■ **Goal**
Reproduce verbatim the lines of the records below that begin with the one containing "Exercise. Mark the bus side panel" and run through the one containing "pixel 723 613", including both of those lines and nothing else.

■ **Supplied records**
[START]
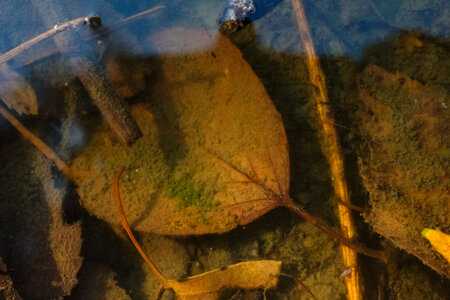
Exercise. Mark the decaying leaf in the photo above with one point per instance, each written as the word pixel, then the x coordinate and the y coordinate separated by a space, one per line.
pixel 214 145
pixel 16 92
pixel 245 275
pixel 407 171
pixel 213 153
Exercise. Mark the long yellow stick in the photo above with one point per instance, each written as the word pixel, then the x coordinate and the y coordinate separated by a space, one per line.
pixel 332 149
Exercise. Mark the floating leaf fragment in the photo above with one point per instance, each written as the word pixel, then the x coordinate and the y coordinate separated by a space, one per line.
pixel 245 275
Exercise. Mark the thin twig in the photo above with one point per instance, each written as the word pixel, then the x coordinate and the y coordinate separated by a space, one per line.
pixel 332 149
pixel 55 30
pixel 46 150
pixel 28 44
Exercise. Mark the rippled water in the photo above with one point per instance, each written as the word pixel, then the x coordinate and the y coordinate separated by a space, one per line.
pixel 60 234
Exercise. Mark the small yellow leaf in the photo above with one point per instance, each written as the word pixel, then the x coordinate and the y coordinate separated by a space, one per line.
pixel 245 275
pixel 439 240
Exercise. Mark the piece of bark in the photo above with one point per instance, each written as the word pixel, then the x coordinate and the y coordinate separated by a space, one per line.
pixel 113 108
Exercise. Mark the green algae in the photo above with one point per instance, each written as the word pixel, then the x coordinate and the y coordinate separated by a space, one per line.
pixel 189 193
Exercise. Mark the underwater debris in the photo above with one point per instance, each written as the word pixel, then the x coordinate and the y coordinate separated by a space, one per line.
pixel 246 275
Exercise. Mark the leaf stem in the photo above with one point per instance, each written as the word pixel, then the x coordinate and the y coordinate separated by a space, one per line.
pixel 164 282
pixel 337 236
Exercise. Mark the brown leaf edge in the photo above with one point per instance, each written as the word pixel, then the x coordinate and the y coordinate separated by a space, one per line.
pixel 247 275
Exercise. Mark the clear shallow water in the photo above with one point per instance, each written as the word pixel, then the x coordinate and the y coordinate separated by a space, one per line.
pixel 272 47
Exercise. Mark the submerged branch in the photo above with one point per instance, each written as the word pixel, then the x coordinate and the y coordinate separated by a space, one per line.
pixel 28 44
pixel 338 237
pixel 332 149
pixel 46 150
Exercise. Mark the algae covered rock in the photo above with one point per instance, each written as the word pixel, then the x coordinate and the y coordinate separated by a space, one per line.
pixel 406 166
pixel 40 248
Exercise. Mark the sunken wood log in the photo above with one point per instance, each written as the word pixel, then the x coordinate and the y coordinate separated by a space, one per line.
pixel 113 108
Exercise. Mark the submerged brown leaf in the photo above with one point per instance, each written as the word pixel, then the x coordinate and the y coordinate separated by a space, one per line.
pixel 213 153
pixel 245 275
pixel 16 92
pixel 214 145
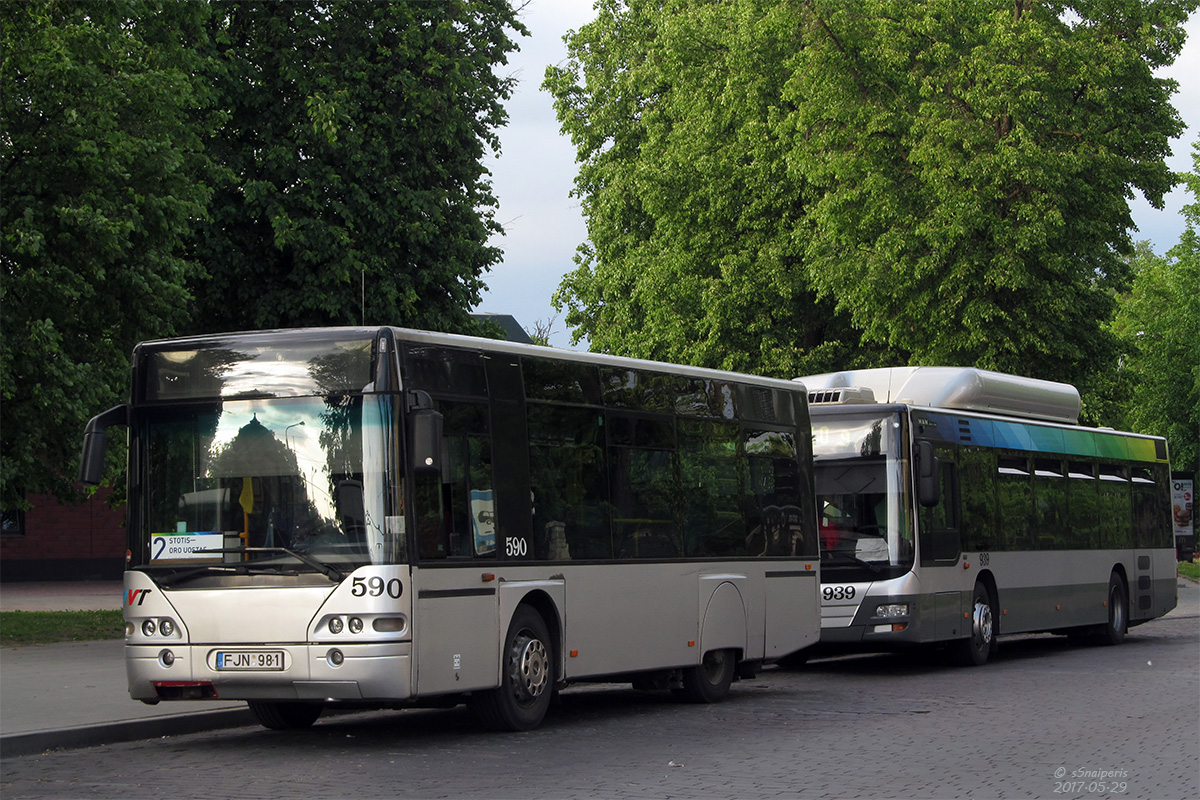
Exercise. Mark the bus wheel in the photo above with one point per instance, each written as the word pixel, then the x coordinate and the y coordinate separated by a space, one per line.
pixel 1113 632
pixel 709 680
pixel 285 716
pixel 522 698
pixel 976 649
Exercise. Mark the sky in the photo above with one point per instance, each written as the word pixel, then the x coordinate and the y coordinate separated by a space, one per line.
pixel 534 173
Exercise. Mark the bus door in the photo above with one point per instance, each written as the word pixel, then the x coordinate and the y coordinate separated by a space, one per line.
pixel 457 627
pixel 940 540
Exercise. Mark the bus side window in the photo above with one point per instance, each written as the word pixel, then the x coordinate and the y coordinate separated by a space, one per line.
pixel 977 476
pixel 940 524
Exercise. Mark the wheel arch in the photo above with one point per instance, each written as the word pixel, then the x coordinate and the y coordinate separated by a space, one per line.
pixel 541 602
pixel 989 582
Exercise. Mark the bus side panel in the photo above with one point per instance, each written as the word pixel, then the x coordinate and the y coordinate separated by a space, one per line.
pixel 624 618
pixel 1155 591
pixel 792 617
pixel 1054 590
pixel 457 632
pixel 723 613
[END]
[START]
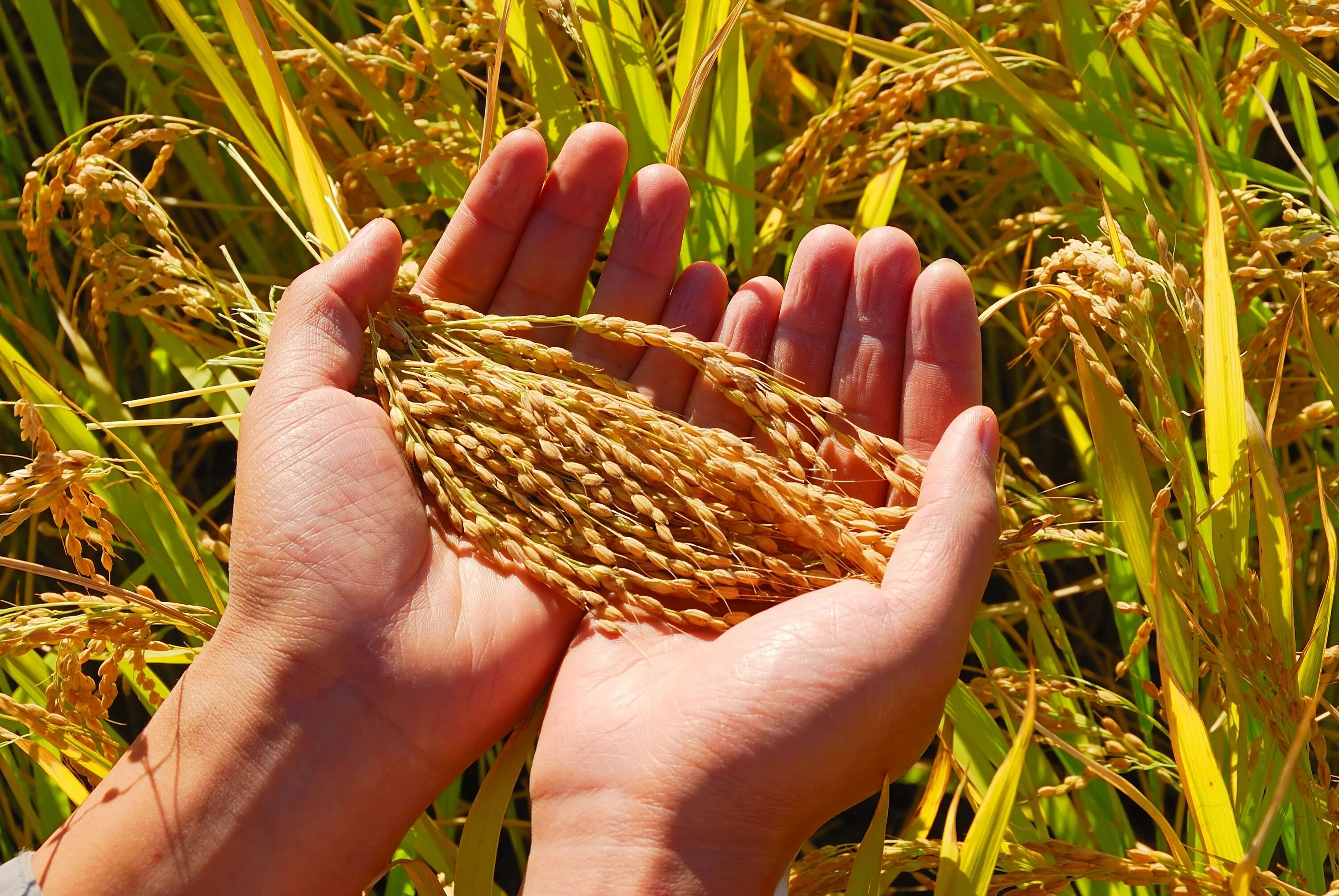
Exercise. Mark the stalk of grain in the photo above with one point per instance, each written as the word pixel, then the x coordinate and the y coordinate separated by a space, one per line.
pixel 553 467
[END]
■ **Output below**
Exercise. Mark the bus side panel in the photo above with one point per instance, each written as the word pixel, then the x coordinate and the y coordinate separated by a space, one per line.
pixel 624 618
pixel 1155 591
pixel 792 617
pixel 1054 590
pixel 457 632
pixel 723 613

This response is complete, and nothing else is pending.